§ **YOUR ASSIGNMENT**
Your reply should consist solely of the number of lines in the data that contain "below".

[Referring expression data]
Content starts

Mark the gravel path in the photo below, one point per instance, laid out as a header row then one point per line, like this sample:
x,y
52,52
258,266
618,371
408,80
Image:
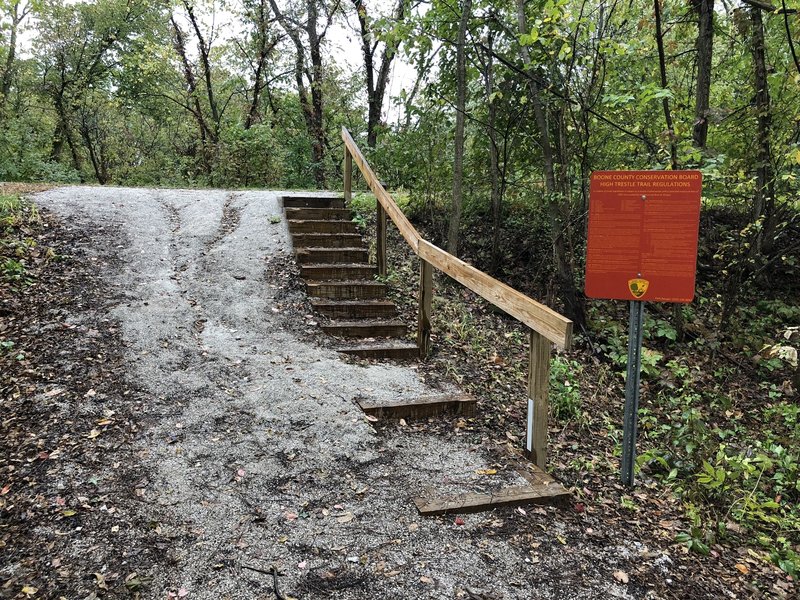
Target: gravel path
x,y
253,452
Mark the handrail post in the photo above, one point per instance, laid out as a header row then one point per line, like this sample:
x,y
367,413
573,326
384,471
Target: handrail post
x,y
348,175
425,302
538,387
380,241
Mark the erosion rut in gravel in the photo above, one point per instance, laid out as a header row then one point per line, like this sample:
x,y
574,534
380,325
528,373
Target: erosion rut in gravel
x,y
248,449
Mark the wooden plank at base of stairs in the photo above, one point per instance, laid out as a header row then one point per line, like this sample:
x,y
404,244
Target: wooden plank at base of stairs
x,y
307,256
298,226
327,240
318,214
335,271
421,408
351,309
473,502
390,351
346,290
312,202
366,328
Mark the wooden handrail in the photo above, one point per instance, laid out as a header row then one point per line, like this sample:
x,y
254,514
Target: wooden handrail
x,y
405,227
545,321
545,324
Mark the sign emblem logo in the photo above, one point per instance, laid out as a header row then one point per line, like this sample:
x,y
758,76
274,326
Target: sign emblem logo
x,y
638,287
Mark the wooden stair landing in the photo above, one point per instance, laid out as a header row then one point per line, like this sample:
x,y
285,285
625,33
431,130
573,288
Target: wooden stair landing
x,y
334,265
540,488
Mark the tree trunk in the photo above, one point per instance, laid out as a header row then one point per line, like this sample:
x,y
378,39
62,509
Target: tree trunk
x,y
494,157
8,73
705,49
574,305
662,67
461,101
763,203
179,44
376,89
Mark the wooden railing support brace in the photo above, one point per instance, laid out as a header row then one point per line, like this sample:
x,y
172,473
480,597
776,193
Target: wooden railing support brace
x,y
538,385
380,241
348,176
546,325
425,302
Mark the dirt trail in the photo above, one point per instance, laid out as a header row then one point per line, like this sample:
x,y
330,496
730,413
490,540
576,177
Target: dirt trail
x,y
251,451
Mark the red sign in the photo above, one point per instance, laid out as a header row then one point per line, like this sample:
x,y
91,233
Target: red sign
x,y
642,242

Content ends
Content starts

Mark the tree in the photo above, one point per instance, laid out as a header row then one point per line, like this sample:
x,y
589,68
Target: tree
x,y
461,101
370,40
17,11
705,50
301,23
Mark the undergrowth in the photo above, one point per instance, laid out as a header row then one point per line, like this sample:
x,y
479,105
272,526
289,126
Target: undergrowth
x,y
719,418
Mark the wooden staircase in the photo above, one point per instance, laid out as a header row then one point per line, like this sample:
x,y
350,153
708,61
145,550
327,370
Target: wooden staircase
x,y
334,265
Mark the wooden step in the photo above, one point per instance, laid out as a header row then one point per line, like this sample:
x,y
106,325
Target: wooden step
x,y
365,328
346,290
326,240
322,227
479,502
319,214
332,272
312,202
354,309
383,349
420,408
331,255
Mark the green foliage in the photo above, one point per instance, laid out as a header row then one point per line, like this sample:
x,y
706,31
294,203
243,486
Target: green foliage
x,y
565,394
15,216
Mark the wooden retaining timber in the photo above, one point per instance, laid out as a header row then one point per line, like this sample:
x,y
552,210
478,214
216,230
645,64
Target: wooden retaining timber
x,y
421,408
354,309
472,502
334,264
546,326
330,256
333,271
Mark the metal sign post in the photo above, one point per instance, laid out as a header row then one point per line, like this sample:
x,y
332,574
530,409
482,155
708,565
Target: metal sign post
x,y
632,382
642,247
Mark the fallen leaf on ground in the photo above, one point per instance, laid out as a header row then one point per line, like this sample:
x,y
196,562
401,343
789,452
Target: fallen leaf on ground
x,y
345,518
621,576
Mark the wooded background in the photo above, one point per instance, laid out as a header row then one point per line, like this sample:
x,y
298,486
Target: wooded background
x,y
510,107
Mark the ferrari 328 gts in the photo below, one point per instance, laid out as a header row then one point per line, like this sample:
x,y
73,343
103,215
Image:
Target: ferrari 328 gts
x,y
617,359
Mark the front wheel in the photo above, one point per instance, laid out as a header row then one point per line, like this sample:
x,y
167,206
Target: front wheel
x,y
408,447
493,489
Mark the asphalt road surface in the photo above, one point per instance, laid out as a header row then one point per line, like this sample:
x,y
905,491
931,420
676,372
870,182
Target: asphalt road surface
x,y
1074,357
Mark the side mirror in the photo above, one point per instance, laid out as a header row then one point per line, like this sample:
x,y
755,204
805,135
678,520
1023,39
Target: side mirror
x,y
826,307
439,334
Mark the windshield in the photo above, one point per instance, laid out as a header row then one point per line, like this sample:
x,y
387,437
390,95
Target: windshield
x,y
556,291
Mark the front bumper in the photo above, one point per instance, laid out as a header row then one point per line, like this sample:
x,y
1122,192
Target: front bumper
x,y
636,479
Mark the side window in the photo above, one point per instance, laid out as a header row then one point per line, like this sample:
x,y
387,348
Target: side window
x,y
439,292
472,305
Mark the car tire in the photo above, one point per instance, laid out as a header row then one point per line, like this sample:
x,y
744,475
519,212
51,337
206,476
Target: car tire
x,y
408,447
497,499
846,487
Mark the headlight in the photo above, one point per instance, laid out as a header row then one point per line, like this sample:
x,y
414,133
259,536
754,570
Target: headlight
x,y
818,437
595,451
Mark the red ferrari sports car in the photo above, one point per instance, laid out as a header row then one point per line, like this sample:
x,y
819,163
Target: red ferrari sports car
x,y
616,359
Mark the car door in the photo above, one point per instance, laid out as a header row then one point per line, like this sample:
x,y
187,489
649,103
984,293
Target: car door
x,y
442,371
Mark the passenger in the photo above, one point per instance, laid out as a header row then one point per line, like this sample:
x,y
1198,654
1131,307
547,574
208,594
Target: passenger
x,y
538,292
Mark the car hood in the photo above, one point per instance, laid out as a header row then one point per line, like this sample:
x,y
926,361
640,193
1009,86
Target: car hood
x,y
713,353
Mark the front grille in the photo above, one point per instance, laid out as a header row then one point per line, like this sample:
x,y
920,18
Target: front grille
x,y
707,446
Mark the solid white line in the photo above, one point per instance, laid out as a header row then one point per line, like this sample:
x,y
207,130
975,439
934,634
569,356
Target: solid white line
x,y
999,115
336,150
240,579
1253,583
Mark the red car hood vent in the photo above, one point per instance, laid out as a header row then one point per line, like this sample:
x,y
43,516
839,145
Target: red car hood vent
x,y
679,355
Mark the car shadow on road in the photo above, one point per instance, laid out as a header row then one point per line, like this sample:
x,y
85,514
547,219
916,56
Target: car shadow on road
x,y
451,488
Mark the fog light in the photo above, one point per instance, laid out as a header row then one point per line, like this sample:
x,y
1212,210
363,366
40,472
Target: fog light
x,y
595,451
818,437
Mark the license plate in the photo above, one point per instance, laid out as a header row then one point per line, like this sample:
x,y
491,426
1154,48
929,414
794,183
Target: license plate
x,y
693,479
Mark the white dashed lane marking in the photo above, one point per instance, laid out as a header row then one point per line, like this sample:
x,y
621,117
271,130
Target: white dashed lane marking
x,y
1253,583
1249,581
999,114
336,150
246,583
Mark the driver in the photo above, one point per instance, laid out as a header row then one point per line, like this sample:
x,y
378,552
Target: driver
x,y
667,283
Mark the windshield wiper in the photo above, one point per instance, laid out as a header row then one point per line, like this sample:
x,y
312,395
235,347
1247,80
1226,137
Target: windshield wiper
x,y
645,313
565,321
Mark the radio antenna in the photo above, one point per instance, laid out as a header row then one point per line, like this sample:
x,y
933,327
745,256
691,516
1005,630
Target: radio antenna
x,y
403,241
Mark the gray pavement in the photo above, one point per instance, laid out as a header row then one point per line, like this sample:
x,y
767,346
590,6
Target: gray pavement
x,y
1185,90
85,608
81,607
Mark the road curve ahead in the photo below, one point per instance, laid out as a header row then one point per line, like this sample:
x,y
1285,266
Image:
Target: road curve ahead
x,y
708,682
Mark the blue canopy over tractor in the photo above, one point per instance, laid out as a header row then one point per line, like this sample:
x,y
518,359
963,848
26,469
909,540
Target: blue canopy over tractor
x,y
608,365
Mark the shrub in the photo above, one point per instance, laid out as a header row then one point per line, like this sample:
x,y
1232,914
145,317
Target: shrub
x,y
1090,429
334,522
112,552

Content ends
Content starts

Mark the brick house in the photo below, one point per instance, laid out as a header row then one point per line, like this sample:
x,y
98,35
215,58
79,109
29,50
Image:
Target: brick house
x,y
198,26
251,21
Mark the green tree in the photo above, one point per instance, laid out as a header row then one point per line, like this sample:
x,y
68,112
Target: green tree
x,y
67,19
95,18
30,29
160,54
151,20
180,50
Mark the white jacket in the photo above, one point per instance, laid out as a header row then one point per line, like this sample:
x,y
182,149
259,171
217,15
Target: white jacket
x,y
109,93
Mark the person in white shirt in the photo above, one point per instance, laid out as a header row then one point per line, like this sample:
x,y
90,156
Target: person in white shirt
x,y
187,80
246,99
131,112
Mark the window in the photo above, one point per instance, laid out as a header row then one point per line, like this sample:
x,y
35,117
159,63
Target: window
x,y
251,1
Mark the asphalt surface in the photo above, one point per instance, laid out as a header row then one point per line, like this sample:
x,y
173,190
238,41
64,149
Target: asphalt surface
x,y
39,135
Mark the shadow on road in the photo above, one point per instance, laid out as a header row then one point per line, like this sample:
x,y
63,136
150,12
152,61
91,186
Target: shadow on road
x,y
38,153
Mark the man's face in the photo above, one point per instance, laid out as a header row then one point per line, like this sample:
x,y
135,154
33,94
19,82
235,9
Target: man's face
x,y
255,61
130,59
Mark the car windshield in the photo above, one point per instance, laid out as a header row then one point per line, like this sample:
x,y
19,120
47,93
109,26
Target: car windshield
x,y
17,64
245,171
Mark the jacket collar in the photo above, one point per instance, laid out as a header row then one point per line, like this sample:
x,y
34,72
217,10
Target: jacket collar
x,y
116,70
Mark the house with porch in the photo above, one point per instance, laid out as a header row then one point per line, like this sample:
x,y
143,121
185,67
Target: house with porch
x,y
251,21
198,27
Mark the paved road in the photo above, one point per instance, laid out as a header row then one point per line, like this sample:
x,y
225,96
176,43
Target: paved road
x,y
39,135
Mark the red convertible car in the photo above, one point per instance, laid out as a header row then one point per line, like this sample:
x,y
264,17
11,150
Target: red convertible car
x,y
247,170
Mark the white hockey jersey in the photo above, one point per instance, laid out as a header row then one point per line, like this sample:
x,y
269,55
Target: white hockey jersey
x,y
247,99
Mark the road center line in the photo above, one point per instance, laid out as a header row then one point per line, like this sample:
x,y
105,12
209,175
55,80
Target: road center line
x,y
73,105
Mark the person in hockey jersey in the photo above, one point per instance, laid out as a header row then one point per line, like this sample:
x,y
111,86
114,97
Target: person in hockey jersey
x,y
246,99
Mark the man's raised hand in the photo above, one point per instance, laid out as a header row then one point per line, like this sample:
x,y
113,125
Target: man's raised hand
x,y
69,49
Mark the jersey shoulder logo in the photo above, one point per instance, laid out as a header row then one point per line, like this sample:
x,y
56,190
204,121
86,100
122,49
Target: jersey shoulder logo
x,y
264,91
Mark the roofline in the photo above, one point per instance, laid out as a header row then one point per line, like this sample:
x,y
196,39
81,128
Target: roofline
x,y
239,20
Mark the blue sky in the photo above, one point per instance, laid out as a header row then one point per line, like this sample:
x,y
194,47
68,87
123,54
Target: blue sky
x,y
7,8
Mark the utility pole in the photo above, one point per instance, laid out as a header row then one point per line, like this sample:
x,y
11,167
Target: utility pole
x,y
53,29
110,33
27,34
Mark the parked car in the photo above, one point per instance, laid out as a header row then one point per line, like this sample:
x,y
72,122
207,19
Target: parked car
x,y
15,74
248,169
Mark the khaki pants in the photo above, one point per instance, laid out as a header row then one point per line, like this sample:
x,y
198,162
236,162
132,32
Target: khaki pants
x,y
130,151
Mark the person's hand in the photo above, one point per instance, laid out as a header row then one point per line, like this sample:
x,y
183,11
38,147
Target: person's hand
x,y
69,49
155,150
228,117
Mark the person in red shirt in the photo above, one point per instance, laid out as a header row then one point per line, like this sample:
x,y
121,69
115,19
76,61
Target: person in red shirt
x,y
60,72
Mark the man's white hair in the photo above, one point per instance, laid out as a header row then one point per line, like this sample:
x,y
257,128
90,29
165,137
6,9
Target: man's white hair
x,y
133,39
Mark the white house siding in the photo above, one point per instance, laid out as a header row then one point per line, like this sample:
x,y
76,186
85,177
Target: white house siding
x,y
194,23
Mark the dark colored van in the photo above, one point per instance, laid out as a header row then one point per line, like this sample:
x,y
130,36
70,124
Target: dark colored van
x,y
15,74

Content ends

§ **EXERCISE RESPONSE**
4